Der wahre Nutzwert eines großen Badetuchs lag in seinen Entfaltungsmöglichkeiten.

Foto: Andrea Maria Dusl

Pro: Häusliche Freuden
Von Ronald Pohl

In den Jahren, als die Sinalco-Sonne über Capri aufging, war das Frotteehandtuch ein Produkt mit hohem Nutzwert. Das Gewebe mit dem charakteristischen hochgestellten Faden war ein guter Freund. Als ein solcher begleitete es einen in den Süden. Ergoss sich hinter Udine das vom Kind genossene Frühstück in den Fond des Autos, lag bereits ein Handtuch bereit. Mama musste das Kind nicht rügen. Mit geübter Hand tunkte sie die Sauerei auf und dankte dem Herrgott für die Saugkraft der Gewebeart Frottee. Die Menschen der Wirtschaftswunder-Ära dachten praxisnah. Der wahre Nutzwert eines großen Badetuchs lag in seinen Entfaltungsmöglichkeiten. Die größte Angst, die den Wirtschaftswundermenschen plagte, war die vor der Blasenentzündung. Nasse Badehosen bedeuteten Qualen beim Wasserlassen.

Um nun der bürgerlichen Schamhaftigkeit Rechnung zu tragen, wurde aus dem Tuch ein Zelt geformt. Die Hose glitt in den Sand, sah aus wie panierter Sellerie. Man selbst war fein nackt und doch Wohnungsinhaber.

Kontra: Rutschgefahr
Von Doris Priesching

Im Schwimmbad meiner Wahl steht seit geraumer Zeit eine Umkleidekabine. Mitten auf der Liegewiese ragt ein kleines, nach oben hin offenes Häuschen aus dem Boden und ermahnt die Badegäste stumm, es zu benützen, sooft es nötig ist. Nun ist es nicht so, dass ich auf die Errichtung dieses silberglänzenden Nutzbaus gedrängt hätte, aber ich freue mich an jedem einzelnen Tag, an dem ich eintrete, die Tür hinter mir schließe und mein "Geschäft" verrichte, heißt, das klebnasse Badekostüm gegen ein wohlig trockenes eintausche.

## Datenauszüge
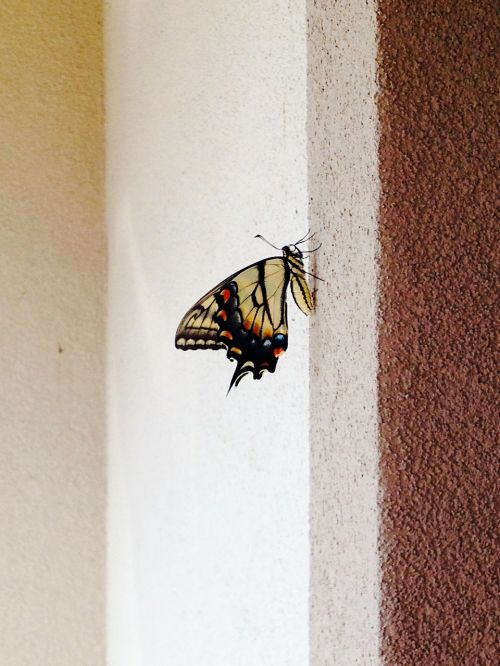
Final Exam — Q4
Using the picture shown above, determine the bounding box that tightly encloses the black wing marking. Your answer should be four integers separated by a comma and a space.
175, 257, 290, 392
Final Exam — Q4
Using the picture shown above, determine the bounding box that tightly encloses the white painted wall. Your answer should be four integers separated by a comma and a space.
107, 0, 309, 666
308, 0, 380, 666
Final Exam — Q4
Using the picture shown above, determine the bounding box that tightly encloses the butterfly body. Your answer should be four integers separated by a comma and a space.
175, 245, 314, 390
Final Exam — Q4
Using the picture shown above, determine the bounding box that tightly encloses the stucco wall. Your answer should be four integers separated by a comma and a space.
308, 0, 379, 666
379, 0, 500, 666
0, 0, 106, 666
107, 0, 309, 666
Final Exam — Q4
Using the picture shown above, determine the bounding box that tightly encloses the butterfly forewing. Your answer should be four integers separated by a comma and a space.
175, 246, 313, 389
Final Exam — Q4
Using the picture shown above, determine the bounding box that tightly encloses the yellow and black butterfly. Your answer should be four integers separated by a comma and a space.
175, 234, 318, 393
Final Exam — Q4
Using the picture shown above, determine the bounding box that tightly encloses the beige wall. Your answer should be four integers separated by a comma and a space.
0, 0, 106, 666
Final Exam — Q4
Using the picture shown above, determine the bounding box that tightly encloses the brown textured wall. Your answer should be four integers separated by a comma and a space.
379, 0, 500, 666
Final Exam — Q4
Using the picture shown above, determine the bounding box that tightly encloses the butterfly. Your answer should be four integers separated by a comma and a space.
175, 233, 321, 393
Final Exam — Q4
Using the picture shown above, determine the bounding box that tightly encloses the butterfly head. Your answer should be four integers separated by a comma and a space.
281, 245, 304, 259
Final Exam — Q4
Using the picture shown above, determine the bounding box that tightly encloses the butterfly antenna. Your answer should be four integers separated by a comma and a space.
254, 234, 281, 250
294, 230, 316, 245
302, 243, 323, 254
302, 271, 326, 282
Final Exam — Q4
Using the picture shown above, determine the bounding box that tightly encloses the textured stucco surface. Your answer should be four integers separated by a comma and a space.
106, 0, 309, 666
379, 0, 500, 666
0, 0, 105, 666
308, 0, 379, 666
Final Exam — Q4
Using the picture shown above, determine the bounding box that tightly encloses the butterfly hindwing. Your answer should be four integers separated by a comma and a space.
175, 257, 290, 389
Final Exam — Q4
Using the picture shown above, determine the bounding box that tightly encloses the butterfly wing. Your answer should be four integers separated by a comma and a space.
175, 257, 289, 389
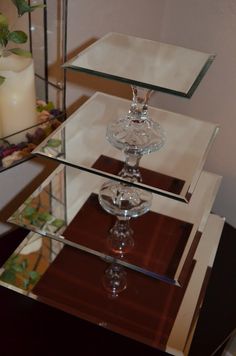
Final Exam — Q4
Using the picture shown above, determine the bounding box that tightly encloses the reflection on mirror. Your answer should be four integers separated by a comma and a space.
0, 215, 223, 356
9, 161, 220, 285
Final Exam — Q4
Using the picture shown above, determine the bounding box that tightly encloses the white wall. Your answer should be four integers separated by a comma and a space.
68, 0, 236, 226
155, 0, 236, 227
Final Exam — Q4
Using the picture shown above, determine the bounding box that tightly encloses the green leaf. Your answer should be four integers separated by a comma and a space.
12, 0, 30, 16
12, 0, 45, 16
0, 25, 9, 47
0, 75, 6, 85
8, 48, 31, 57
0, 269, 16, 283
12, 263, 25, 273
23, 279, 30, 289
38, 211, 52, 221
0, 12, 8, 27
51, 219, 65, 228
47, 138, 61, 147
8, 31, 28, 43
29, 271, 40, 283
23, 206, 37, 218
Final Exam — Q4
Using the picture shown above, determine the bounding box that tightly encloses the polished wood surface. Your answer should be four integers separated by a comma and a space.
33, 246, 194, 349
63, 194, 193, 281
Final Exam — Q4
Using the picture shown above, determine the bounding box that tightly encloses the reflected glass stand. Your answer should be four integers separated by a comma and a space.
99, 85, 165, 257
99, 181, 152, 257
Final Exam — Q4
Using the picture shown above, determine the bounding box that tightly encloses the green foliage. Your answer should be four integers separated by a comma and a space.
0, 0, 44, 57
12, 0, 44, 16
0, 255, 40, 290
47, 138, 61, 148
37, 101, 54, 112
8, 31, 28, 43
8, 48, 31, 57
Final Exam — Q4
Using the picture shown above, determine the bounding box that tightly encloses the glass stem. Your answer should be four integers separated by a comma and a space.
129, 85, 153, 120
119, 150, 142, 182
108, 216, 134, 257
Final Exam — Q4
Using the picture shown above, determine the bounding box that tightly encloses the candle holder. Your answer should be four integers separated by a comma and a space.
0, 53, 37, 143
106, 85, 165, 181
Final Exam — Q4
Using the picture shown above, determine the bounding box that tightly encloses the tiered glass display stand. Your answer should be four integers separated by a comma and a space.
2, 33, 224, 355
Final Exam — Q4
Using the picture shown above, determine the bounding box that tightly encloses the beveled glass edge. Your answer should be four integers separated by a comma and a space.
33, 149, 187, 203
62, 55, 216, 99
186, 54, 216, 99
8, 165, 222, 287
185, 124, 220, 197
32, 91, 219, 204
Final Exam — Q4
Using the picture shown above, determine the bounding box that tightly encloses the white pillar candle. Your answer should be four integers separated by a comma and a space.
0, 54, 37, 143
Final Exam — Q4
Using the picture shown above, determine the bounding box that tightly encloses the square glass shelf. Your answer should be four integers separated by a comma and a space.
33, 92, 218, 202
0, 215, 224, 356
8, 165, 221, 285
64, 32, 215, 97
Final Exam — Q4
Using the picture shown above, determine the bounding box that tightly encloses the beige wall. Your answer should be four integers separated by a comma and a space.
65, 0, 236, 226
155, 0, 236, 227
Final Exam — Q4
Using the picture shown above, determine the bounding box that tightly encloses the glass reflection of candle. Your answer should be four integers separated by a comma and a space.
0, 54, 37, 143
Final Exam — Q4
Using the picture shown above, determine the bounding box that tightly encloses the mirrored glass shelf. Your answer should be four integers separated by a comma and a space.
0, 215, 224, 356
64, 32, 215, 97
8, 165, 221, 285
0, 110, 65, 172
33, 92, 218, 202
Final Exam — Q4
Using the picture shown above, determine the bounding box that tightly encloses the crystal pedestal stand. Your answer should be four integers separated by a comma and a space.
99, 85, 165, 294
107, 85, 165, 181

## Ziel 1
Stimmen die folgenden Aussagen mit dem zitierten Text überein? Beantworte jede mit Ja oder Nein und belege sie mit den entscheidenden Worten des Textes im genauen Wortlaut: (a) Im Pro-Teil war die Angst vor einer Blasenentzündung die größte Angst der Menschen der Wirtschaftswunder-Ära. (b) Die Mama rügte das Kind, nachdem sich sein Frühstück in den Fond des Autos ergossen hatte. (c) Die Umkleidekabine im Kontra-Teil ist nach oben hin geschlossen.
## Ziel 2
Womit vergleicht der zitierte Text die in den Sand geglittene Badehose?

## Lösung 1
(a) Ja: „Die größte Angst, die den Wirtschaftswundermenschen plagte, war die vor der Blasenentzündung.“
(b) Nein: „Mama musste das Kind nicht rügen.“
(c) Nein: „ein kleines, nach oben hin offenes Häuschen“

## Lösung 2
Mit paniertem Sellerie.